Extract:

• • • • •

Yu et al. (2015) propose an Autoregressive Moving Average Model (ARIMA) to predict parking occupancy. The data source is the central mall underground parking facility in Nanjing. Data is collected for 1 month with a resolution of 15 min intervals. The authors follow the traditional steps in forecasting with ARIMA models. First, the data is smoothed and made stationary. Then a grid search over possible parameter combinations is performed, and the model with the smallest Akaike information criterion (AIC) and Bayesian information criterion (BIC) is selected. The results show that the suggested ARIMA model can outperform the benchmark model, which is a neural network.

Zheng et al. (2015) investigated three different machine learning algorithms: a Regression Tree, a Support Vector Regression (SVR), and a neural network for urban parking. The objective is to compare the algorithms with different feature sets on two data sets. The first data set consists of on-street and controlled off-street parking lots in the city of San Francisco collected over 1.5 months. The second data set consists of approximately 1 year of data from in-ground sensors in the CBD of Melbourne. The Regression Tree performs best for both data sets. The authors also conclude that feature vectors which include occupancy at previous timesteps improve the predictive performance.

• • • • •

Lines of data:

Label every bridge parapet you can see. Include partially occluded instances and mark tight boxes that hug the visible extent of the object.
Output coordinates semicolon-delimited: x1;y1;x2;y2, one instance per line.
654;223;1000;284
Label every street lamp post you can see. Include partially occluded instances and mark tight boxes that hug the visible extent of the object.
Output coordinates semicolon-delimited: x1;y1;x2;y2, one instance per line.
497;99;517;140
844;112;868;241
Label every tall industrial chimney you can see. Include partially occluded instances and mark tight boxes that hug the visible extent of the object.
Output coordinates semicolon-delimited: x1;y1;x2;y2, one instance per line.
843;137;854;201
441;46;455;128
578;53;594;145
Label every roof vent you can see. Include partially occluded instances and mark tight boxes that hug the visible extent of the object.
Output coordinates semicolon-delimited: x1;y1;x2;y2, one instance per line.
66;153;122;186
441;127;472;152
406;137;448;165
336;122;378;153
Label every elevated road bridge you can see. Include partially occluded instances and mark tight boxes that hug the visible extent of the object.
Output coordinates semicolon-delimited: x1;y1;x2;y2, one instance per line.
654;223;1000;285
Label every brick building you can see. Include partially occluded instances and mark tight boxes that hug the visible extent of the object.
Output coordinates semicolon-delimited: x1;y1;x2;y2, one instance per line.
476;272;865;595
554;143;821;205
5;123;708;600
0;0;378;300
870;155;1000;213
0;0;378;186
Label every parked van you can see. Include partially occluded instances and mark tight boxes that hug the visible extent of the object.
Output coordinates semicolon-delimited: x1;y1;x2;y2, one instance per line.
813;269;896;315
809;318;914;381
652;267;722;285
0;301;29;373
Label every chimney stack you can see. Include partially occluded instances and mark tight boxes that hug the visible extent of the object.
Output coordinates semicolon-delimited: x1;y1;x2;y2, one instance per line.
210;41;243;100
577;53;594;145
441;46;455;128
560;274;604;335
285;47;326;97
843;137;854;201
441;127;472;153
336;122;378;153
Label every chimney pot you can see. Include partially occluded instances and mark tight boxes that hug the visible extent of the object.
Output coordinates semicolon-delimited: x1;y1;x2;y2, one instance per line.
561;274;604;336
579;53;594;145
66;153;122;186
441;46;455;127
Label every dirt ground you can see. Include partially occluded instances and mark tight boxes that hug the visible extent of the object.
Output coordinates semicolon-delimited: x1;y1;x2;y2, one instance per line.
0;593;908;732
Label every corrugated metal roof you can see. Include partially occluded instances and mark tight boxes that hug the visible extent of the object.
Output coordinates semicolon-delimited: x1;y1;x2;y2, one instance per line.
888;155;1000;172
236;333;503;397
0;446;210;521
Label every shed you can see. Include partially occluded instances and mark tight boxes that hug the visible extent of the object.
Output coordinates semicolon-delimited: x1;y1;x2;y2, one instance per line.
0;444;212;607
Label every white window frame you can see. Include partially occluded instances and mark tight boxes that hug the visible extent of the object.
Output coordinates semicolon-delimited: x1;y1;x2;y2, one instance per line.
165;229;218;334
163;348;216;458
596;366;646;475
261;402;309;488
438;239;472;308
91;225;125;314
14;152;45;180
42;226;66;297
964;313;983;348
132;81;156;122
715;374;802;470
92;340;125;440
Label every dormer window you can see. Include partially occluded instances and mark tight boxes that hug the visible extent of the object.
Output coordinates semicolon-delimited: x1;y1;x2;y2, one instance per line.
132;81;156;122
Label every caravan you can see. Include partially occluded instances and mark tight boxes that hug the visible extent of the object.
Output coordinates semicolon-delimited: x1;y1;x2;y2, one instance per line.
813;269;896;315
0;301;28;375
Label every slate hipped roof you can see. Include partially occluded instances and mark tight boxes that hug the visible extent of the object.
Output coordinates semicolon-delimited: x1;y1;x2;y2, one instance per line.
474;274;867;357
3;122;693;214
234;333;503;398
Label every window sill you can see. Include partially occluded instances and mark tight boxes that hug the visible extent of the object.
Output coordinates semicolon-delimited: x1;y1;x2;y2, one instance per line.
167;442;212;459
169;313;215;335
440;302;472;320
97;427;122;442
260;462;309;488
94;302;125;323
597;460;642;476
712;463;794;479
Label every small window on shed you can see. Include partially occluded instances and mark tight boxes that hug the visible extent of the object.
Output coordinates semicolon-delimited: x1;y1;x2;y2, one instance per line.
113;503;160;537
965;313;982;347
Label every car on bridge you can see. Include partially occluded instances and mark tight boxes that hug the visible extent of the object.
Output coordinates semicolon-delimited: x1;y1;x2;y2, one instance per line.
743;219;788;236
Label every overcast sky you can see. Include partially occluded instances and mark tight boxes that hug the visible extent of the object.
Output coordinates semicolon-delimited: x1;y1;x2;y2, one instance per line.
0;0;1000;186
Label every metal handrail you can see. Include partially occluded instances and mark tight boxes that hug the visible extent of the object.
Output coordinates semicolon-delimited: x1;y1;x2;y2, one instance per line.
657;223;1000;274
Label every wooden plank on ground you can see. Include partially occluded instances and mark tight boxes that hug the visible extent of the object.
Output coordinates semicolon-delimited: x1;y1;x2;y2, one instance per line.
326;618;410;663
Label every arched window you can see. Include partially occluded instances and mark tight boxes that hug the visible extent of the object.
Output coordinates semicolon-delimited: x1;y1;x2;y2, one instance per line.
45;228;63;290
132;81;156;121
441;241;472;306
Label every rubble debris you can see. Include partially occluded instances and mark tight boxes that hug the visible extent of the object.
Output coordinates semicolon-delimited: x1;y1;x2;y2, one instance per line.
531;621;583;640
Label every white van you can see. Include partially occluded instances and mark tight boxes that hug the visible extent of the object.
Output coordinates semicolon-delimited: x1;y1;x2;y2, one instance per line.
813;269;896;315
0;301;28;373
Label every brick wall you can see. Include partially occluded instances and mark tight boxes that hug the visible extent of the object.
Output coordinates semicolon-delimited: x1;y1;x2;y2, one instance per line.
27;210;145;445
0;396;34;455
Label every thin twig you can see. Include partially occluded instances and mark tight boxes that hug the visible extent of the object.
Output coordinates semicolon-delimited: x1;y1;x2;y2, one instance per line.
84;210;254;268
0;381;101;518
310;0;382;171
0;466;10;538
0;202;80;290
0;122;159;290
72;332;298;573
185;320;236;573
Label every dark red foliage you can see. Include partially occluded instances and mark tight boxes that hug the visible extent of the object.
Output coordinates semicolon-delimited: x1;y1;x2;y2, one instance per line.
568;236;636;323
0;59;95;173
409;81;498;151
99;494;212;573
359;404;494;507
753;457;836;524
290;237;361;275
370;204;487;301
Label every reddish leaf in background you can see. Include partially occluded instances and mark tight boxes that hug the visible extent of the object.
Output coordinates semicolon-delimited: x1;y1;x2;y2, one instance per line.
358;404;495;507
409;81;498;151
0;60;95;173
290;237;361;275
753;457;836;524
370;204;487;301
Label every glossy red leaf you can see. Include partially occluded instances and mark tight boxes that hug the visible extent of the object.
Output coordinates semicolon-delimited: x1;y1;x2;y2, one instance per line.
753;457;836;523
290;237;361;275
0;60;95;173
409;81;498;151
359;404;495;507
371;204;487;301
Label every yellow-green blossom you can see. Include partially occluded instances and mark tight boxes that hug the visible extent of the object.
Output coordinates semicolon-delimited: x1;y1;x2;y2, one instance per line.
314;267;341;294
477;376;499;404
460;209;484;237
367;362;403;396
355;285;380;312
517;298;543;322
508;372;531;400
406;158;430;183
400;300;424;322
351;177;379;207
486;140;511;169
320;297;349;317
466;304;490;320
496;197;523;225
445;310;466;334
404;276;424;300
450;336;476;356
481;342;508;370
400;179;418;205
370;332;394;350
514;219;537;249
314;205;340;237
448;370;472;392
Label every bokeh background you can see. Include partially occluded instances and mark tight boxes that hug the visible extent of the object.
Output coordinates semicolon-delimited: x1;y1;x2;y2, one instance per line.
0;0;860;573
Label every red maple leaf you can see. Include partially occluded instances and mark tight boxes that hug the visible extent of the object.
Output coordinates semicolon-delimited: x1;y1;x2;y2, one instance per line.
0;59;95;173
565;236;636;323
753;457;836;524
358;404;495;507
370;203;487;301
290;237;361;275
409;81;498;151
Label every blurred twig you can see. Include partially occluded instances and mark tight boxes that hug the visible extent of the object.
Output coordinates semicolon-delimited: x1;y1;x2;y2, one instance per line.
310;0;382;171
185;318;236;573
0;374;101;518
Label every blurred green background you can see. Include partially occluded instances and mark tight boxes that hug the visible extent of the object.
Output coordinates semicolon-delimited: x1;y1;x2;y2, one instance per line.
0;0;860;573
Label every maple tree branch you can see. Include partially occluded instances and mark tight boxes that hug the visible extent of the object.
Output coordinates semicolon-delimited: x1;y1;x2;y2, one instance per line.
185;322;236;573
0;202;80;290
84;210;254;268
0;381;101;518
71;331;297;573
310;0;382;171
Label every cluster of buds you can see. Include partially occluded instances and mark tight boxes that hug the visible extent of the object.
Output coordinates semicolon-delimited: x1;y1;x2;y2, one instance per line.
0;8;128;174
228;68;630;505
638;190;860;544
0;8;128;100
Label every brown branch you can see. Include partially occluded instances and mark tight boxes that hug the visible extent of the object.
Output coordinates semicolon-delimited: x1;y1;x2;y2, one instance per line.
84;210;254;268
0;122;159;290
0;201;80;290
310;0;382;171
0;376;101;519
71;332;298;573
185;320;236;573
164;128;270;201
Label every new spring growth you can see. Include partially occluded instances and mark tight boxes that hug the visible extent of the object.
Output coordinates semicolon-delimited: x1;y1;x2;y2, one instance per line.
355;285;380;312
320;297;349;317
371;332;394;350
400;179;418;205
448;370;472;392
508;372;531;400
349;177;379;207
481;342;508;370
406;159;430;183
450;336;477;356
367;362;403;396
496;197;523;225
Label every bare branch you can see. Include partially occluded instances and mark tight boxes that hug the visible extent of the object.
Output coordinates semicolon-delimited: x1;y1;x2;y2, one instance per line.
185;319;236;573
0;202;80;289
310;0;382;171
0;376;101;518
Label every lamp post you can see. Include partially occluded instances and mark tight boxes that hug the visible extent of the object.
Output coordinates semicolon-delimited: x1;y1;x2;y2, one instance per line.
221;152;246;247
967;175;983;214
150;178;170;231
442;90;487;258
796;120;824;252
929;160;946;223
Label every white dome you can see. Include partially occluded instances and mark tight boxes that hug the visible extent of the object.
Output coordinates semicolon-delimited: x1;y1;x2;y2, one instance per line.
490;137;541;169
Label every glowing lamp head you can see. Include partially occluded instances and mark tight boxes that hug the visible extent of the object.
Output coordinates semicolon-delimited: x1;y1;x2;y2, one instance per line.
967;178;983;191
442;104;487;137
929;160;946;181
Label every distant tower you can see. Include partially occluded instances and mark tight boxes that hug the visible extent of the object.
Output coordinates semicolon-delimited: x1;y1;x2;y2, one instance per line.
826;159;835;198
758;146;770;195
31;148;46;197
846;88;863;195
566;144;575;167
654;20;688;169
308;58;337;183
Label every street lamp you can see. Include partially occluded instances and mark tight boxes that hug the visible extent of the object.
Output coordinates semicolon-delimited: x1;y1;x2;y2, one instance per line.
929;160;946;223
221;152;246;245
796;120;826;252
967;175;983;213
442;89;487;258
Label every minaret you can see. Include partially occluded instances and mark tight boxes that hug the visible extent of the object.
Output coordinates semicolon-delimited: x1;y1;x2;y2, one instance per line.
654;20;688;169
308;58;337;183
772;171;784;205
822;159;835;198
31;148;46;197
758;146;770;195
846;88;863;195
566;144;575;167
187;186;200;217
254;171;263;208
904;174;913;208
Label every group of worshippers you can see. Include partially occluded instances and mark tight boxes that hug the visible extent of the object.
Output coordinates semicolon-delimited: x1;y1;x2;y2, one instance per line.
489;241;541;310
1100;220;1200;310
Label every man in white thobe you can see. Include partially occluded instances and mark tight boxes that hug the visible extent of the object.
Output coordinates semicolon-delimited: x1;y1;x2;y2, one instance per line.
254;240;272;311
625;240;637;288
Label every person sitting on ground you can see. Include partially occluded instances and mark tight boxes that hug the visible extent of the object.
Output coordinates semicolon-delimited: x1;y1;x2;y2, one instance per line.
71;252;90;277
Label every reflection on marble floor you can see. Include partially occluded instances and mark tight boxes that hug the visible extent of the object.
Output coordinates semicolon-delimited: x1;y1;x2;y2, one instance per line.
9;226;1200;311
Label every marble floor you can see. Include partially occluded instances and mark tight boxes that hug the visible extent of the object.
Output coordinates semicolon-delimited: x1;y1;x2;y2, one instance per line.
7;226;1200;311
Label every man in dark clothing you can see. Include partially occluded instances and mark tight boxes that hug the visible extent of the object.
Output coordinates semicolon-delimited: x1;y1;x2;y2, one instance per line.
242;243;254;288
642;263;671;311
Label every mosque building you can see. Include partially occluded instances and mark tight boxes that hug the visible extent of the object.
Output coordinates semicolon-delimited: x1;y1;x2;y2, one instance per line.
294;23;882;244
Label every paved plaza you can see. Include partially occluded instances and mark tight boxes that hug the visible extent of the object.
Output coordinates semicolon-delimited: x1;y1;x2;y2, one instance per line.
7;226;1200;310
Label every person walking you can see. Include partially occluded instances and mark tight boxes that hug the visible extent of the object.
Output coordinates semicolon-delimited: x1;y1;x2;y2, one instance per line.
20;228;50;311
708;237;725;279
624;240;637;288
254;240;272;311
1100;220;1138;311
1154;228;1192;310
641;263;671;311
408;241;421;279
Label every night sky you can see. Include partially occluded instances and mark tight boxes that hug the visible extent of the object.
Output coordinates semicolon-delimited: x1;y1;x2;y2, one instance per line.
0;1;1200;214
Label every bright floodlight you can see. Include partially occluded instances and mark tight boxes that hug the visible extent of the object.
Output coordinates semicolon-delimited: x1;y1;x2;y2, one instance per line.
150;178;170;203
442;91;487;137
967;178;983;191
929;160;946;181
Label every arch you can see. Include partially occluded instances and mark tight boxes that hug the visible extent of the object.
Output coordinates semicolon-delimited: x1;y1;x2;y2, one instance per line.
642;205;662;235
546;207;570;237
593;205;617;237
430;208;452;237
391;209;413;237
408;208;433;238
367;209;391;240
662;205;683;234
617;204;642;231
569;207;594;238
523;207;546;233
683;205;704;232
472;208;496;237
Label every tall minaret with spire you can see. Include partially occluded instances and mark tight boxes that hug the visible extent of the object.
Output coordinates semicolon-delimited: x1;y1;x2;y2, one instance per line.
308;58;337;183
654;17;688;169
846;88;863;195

• • • • •

Exercise instructions:
1 - Answer these questions from the text on predicting parking occupancy:
(a) For how long were data collected at the Nanjing parking facility?
(b) What model served as the benchmark for the ARIMA model?
(c) About how much data came from the Melbourne CBD, and from what source?
2 - List every machine learning algorithm that Zheng et al. (2015) investigated, according to the text on predicting parking occupancy.

The responses:
1 -
(a) 1 month, at 15-minute intervals.
(b) A neural network.
(c) Approximately 1 year of data, from in-ground sensors.

2 -
- Regression Tree
- Support Vector Regression (SVR)
- Neural network